RecAPI
XML output format

The XML (Extensible Markup Language) is a simple and flexible text format based on SGML. XML is a W3C recommendation (http://www.w3.org/XML). The XML was designed to describe structured data, to store it and to send it through the Web. The XML tags are not predefined; we need to define tags. Our XML uses the XSD schema to define tags and attributes. (http://www.nuance.com/omnipage/xml/ssdoc-schema3.xsd or local <CSDK>bin/ssdoc-schema3.xsd)

We recommend this format to SDK users wanting to send the output through the Web or wanting to process the output. It can be sent easily because it is a plain text file. It can be processed easily because there are many library and tools to process it. The XML file can be parsed with the help of MSXML, .Net, Xerces … The user can parse the XML file to create a tree (DOM) in memory containing all data in the XML file (e.g. MSXML contains DOM). The DOM can also be used to modify and save data. The XML file can also be parsed with help of SAX (and the SAX part of MSXML also) This is a read-only and forward-only interface, but it cannot read all data into memory at the same time. The other possibility to process the XML file is the XSLT. It can transform any XML file to any other text file (plain text, html, xml). The user has to create an xsl file containing rules for the transformation.

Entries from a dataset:
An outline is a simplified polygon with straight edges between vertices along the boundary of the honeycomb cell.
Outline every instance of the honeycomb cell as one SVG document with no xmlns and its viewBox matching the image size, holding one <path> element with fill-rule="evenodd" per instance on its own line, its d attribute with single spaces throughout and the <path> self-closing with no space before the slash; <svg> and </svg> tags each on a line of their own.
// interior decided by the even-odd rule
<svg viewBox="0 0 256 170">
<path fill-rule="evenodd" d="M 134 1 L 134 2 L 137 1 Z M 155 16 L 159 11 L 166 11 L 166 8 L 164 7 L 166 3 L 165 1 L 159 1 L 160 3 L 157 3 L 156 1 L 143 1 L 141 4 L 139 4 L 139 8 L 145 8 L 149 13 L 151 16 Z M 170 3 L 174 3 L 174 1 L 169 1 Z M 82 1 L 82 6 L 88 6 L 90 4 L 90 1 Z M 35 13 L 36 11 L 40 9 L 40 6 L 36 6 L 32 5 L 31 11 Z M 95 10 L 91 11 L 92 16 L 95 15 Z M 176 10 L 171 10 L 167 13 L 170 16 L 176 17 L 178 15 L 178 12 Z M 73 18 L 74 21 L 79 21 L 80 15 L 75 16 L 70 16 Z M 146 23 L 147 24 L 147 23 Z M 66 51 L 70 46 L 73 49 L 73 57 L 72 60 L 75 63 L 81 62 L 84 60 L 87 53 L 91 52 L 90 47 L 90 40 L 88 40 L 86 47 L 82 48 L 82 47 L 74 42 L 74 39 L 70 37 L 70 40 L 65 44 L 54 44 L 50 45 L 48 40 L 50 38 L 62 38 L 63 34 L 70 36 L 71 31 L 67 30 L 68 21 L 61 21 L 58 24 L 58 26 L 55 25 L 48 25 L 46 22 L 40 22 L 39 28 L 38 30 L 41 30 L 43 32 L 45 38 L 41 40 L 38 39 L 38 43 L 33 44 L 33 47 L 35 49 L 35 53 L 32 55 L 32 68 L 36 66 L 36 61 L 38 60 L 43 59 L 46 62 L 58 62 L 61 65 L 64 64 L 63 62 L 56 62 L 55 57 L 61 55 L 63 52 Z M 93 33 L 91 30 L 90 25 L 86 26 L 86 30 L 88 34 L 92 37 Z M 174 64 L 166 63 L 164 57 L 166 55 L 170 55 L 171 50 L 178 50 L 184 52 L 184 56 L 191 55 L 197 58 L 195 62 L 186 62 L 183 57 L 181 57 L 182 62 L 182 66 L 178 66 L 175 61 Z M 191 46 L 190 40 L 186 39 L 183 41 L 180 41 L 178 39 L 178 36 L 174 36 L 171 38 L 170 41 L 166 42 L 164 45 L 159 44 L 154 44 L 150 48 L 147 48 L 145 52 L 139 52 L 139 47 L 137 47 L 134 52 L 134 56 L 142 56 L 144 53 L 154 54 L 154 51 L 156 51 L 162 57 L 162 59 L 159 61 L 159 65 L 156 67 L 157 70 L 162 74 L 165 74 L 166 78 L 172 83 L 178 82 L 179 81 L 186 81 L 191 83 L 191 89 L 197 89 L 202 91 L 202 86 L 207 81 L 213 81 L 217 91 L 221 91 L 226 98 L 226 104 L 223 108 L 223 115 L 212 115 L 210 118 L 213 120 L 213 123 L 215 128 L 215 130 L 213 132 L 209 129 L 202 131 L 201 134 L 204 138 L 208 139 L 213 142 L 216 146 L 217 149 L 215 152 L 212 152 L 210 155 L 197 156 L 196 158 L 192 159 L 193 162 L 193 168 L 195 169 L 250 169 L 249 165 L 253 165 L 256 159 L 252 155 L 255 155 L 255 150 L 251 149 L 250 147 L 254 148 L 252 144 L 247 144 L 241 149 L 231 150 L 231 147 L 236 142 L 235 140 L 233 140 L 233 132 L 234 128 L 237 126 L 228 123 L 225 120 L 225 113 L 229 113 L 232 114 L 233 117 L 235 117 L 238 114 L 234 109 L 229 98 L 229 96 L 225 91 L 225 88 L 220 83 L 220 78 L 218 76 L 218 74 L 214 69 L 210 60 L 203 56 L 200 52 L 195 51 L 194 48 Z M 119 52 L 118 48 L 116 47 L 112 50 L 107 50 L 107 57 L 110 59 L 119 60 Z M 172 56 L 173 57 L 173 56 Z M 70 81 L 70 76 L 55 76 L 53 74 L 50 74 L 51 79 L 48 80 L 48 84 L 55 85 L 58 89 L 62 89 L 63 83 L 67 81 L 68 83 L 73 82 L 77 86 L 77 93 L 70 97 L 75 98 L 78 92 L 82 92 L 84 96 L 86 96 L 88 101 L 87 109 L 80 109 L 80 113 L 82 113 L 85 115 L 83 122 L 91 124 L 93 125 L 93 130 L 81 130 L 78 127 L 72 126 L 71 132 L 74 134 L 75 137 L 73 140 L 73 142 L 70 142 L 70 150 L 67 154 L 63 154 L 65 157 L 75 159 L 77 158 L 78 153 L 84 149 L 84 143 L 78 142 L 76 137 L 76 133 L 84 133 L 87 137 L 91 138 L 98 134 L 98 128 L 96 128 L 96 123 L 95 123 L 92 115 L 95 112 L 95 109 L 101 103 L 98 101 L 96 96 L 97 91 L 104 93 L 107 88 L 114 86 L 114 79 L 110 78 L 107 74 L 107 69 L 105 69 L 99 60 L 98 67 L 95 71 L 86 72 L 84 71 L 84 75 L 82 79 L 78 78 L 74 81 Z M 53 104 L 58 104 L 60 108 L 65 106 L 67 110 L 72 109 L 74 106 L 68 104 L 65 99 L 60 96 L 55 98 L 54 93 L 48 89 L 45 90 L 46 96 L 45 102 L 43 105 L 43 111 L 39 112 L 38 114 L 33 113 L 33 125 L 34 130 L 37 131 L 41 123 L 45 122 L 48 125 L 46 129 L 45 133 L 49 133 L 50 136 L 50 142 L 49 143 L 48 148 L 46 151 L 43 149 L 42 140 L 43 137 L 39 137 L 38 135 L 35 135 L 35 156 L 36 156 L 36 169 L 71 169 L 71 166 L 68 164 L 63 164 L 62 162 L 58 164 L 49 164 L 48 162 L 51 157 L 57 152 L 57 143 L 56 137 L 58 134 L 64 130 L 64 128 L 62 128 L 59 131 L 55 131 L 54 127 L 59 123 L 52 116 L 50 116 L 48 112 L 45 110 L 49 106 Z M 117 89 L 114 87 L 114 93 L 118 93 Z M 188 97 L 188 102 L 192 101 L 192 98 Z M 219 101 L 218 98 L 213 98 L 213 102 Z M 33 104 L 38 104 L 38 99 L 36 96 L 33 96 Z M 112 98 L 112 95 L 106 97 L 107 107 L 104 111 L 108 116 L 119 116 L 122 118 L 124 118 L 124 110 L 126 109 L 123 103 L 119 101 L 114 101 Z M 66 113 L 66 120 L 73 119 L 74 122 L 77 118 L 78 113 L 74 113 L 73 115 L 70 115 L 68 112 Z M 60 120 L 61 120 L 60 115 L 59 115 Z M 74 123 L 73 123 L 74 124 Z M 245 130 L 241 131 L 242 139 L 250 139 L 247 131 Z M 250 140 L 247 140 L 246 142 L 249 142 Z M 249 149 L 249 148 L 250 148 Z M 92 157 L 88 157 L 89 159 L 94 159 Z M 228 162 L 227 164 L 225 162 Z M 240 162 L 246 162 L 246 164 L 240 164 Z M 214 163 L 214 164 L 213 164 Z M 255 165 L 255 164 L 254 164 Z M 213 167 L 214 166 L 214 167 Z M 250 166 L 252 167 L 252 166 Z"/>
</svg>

▶ WHAT IS ASKED:
(1) List the kinds of text file that, according to the RecAPI XML output description, XSLT can transform an XML file into.
(2) Using the RecAPI XML output description, answer each question briefly:
(a) What type of schema does the XML use to define its tags and attributes?
(b) Why can the output be sent easily?
(c) What file does the user have to create for an XSLT transformation?
(3) Continue the RecAPI XML output description from its final sentence.

▶ ANSWER SET:
(1)
- Plain text
- HTML
- XML

(2)
(a) The XSD schema.
(b) It is a plain text file.
(c) An xsl file containing rules for the transformation.

(3)
An XML contains structured data, represented as a tree. Each node in the tree may include attributes, texts and other nodes. There are tags (e.g. <name>) attributes <name attribute=”value”> text (<name> xy </name>) comment (<--- comment --->)... An xml file has to be “Well Formed”. A “Well Formed” xml document has correct XML syntax. An xml file may be “Valid”. A “Valid” xml document conforms to the schema. The parsers cannot read an xml file when it is not “Well Formed”, but some (e.g. MSXML) can read it even if it is not “Valid”. The schema (or DTD) defines the legal elements of an XML document. We support the XSD schema that is maintained by W3C (http://www.nuance.com/omnipage/xml/ssdoc-schema3.xsd or local <CSDK>bin/ssdoc-schema3.xsd) and we can support the obsolete XDR schema. The schema defines the document structure with a list of legal elements, attributes, the possible relationships between elements, the order and the number of child elements, the types for elements and attributes and others.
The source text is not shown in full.